> Trecho da entrevista:
☆ ☆ ☆ ☆ ☆

O
Dr. Jeffrey S. Lamp é professor sênior de Novo Testamento, na Faculdade de
Teologia da Oral Roberts University (ORU), em Tulsa, no estado de Oklahoma nos
Estados Unidos. Nascido na Dakota do Sul, porém vivendo em Tulsa desde os dez
anos de idade, Lamp é trekker desde que teve contato com a série original, que
conheceu na década de 1970. Em 2010, publicou um importante estudo a respeito
dos paralelos e contrastes entre os messianismos de Benjamim Sisko e Jesus
Cristo. Nesta entrevista, gentilmente concedida pelo professor Lamp, ele nos
conta um pouco mais sobre suas reflexões a respeito do tema.
Você
pode falar sobre sua formação acadêmica e como começou a pesquisar sobre Star
Trek?
Meus
estudos de graduação foram em matemática na Universidade de Oklahoma, onde me
formei em 1983. Após a graduação, trabalhei como engenheiro por alguns anos. Em
1985, comecei um programa de Mestrado em Divindade na Universidade Oral
Roberts, graduando-me em 1990. Em 1991, iniciei meus estudos de doutorado em
Estudos do Novo Testamento na Trinity Evangelical Divinity School, concluindo
em 1995. Nesse ponto, fui nomeado pastor na Igreja Metodista Unida, onde servi
até 2000. Em 1997, comecei a lecionar como instrutor adjunto na Universidade
Oral Roberts. Em 2000, tornei-me membro do corpo docente em tempo integral,
onde tenho lecionado desde então.
Como
acontece com muitos que possuem doutorados, às vezes é necessário um intervalo
dos tópicos "sérios". Sou fã de Star Trek desde a série original, que
assisti em reprises no início dos anos 1970. Acolhi STNG quando apareceu,
seguida por todas as séries até Enterprise. Devo dizer que não assisti
Discovery ou Picard porque não assino serviços de streaming. Enquanto servia
como pastor e instrutor adjunto, soube de um projeto que discutia Star Trek e
religião, e contribuí com um ensaio para esse livro (“Biblical Interpretation in the Star Trek Universe: Going Where Some
Have Gone Before”. Em Star Trek and Sacred Ground: Explorations of Star Trek, Religion,
and American Culture, editado por Jennifer Porter e Darcee
McLaren (Albany: SUNY Press, 1999): 193-214). Algum tempo após esse ensaio, fui
convidado a contribuir com um artigo para um volume sobre a série DS9 (“The Sisko, The Christ: A Comparison of Messiah Figures in the Star
Trek Universe and the New Testament.”. Em Star Trek as Myth: Essays on Symbol and Archetype at
the Final Frontier, editado por Matthew Wilhelm Kapell
(Jefferson, NC: McFarland Press, 2010), 112-28). Quando comecei meus estudos
teológicos, fiquei interessado na interseção entre cultura popular e teologia.
Star Trek foi meu primeiro movimento nessa área como acadêmico. Desde então,
escrevi sobre outros aspectos da cultura popular.
Você
descreve o desenvolvimento gradual da consciência messiânica de Sisko ao longo
da série. Como você interpreta a resistência inicial de Sisko ao papel de
Emissário e sua eventual aceitação?

☆ ☆ ☆ ☆ ☆

> Material bruto:

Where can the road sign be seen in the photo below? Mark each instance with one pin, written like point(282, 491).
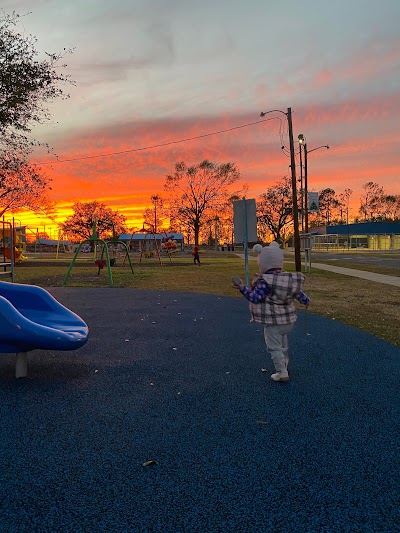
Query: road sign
point(244, 214)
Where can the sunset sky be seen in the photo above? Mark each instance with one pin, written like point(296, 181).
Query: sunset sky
point(149, 72)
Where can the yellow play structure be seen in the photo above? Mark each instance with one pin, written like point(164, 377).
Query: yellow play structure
point(11, 238)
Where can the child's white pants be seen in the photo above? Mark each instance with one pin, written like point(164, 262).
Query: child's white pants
point(276, 339)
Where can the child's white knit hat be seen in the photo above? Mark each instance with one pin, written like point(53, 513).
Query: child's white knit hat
point(268, 257)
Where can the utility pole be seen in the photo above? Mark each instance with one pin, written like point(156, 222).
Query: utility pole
point(305, 190)
point(301, 190)
point(296, 236)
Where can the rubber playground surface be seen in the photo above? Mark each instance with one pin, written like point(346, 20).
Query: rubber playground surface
point(165, 422)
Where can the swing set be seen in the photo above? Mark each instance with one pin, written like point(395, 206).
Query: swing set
point(102, 260)
point(147, 248)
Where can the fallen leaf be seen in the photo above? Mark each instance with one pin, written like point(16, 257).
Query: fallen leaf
point(149, 463)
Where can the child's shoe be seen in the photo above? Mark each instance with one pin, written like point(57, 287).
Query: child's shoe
point(280, 376)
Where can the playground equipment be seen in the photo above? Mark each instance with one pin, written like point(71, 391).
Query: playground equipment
point(150, 245)
point(32, 319)
point(11, 242)
point(104, 259)
point(7, 244)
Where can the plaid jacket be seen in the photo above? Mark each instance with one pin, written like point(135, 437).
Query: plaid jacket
point(272, 297)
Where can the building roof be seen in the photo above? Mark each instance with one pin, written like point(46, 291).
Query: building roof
point(364, 228)
point(141, 236)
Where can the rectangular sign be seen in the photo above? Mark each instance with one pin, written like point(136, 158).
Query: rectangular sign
point(240, 209)
point(313, 202)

☆ ☆ ☆ ☆ ☆

> Lista de tarefas:
1 > Segundo a entrevista, em que ano o professor Lamp concluiu seus estudos de doutorado?
2 > Reproduza o trecho da entrevista que vai de "Star Trek foi" até "sua eventual aceitação?", inclusive.
Não é necessário consultar o material.

> Respostas redigidas:
1 > Em 1995, na Trinity Evangelical Divinity School.

2 >
Star Trek foi meu primeiro movimento nessa área como acadêmico. Desde então,
escrevi sobre outros aspectos da cultura popular.
Você
descreve o desenvolvimento gradual da consciência messiânica de Sisko ao longo
da série. Como você interpreta a resistência inicial de Sisko ao papel de
Emissário e sua eventual aceitação?